▶ [Task goal]: Output every line below without omitting or altering anything.

▶ [Exercise inputs]:

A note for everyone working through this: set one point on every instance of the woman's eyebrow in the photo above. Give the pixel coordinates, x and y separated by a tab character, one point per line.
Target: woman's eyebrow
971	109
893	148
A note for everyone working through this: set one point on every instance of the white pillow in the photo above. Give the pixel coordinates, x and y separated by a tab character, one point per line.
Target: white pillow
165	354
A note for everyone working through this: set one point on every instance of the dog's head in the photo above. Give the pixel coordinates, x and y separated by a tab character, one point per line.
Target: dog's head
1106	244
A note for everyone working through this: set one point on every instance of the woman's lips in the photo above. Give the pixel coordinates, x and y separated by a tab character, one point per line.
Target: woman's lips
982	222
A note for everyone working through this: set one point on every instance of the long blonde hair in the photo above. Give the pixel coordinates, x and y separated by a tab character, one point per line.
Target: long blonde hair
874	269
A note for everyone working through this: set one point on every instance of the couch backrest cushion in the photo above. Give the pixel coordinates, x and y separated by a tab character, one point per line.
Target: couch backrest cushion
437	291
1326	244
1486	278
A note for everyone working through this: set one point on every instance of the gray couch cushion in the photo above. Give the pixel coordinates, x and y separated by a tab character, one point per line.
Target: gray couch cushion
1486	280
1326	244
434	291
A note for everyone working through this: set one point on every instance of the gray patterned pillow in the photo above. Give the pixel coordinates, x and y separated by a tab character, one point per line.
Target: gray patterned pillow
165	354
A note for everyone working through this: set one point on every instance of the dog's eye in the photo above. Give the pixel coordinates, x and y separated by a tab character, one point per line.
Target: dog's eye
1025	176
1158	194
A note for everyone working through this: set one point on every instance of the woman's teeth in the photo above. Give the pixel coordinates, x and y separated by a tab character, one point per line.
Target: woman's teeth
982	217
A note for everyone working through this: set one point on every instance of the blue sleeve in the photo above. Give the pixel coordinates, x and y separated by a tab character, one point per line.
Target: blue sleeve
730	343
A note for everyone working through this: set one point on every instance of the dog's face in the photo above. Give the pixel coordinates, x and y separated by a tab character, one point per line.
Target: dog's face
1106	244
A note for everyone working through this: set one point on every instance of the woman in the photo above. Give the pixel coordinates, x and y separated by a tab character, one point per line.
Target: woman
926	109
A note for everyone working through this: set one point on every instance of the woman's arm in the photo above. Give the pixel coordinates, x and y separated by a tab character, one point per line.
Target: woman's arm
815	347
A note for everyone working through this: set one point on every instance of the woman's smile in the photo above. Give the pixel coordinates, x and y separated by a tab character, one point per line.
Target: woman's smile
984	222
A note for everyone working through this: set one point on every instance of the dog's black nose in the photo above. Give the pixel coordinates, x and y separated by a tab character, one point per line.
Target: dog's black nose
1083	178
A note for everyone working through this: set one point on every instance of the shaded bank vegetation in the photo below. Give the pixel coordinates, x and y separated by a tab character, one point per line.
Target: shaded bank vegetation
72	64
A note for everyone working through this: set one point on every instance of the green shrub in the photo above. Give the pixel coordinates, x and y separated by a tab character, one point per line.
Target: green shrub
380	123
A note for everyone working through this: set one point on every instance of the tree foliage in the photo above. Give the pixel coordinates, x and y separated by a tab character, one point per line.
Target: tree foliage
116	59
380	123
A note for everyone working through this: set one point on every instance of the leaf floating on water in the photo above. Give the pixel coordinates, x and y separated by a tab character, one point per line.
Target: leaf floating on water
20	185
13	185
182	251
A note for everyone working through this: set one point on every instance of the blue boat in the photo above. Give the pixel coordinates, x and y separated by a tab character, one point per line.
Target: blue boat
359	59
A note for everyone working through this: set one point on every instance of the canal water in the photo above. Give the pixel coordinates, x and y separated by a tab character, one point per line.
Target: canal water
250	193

▶ [Result for this exercise]:
A note for everyone working through this: set one point on every instance of the woman's eyebrow in the photo above. Give the pixel coordinates, x and y separated by a tab character, one point per line.
Target: woman's eyebrow
971	109
893	148
A note for everyone working through this: set one point on every instance of the white pillow in the photo above. Give the pixel coordinates, x and y separated by a tab character, one point per line.
Target: white pillow
165	354
A note for everyone working through this: set one point on every instance of the dog's head in the photo above. Give the pixel coordinates, x and y separated by a tab character, one point per line.
Target: dog's head
1106	244
A note for everyone working through this: set one point on every instance of the woman's lips in the photo above. Give the pixel coordinates, x and y separated by a tab character, one point per line.
Target: woman's lips
982	222
A note for everyone working through this: set one point on every instance of the long blonde hair in the photo above. Give the pixel coordinates, x and y separated by a tab character, one point per line.
Target: long blonde hair
874	269
A note for everyone working through this: set one point on every instance of the couch backrest cushion in the photo above. Give the pixel coordinates, x and y separated by a tab character, one point per line.
Target: couch backrest cushion
437	291
1326	244
1486	278
A note for everyone working through this: set one point on every instance of the gray couch cushion in the photo above. Give the pixel coordinates, x and y separated by a tab character, one point per line.
Target: gray couch cushion
1486	280
1326	244
434	291
A note for everyone working through this: set one point on every instance of the gray patterned pillow in the photo above. Give the pixel coordinates, x and y separated by a tab character, one point per line.
Target: gray patterned pillow
165	354
A note for everyone working through this: set one point on every instance of the dog's eye in the photo above. Give the pixel coordinates, x and y separated by a tab character, one point per line.
Target: dog's eye
1025	176
1158	194
A note for everyone working through this: set one point on every instance of the woman's teeth in the photo above. Give the pixel coordinates, x and y separated by a tab character, one point per line.
Target: woman's teeth
982	217
A note for everyone working through this: set one point on every instance of the blue sleeve in the photo above. Give the pixel coordinates, x and y separated by a tab character, one point per line.
Target: blue sleeve
730	343
A note for everyone working through this: set one point on every instance of the dog's face in the photo above. Give the pixel coordinates, x and y separated by a tab character, one point per line.
Target: dog's face
1106	244
A note for everyone working through this: set one point on every instance of the woman in the photo above. Give the pixel coordinates, x and y separated by a tab character, one point per line.
Target: woman
926	109
A note for everyone working through this: set one point on every instance of the woman's arm in the photo above. Give the pixel coordinates, x and y separated by a tab character, one point per line.
Target: woman's arm
815	347
A note for everyone working through this: set one point on every instance of the woman's smile in the photo above. Give the pixel coordinates, x and y separated by a tab character, one point per line.
Target: woman's smile
984	222
A note for everyone working through this: set one point on every instance of the dog's black nose in the photo above. Give the pixel coordinates, x and y separated by a tab character, one point per line.
Target: dog's black nose
1083	178
A note for everyone working through this: set one point on every instance of the shaded bank vegetation in the photo below. Give the pixel coordinates, x and y separated by a tab character, one point per line.
Target: shaded bank vegetation
72	64
A note for everyone working through this: set one point on every instance of the green shrub in the photo above. Give the pixel coordinates, x and y separated by a tab character, one point per line.
Target: green shrub
380	123
A note for everyone working through this: set one point on every instance of the tree foliage in the photo above. Give the pixel coordinates, x and y separated by a tab character, one point per line.
Target: tree foliage
116	59
380	123
A note for everyone working through this: set one point on every instance of the leaf floating on water in the photo above. Give the pixel coordinates, x and y separated by a tab character, one point per line.
Target: leaf floating on water
20	185
13	185
182	251
A note for everyone working through this: set one point on every instance of the blue boat in the photo above. Give the pixel coordinates, x and y separated by a tab character, one point per line.
Target: blue boat
359	59
A note for everyone working through this: set one point on every instance of the canal water in the photo above. Give the pixel coordinates, x and y separated by a tab character, one point per line.
Target: canal water
250	193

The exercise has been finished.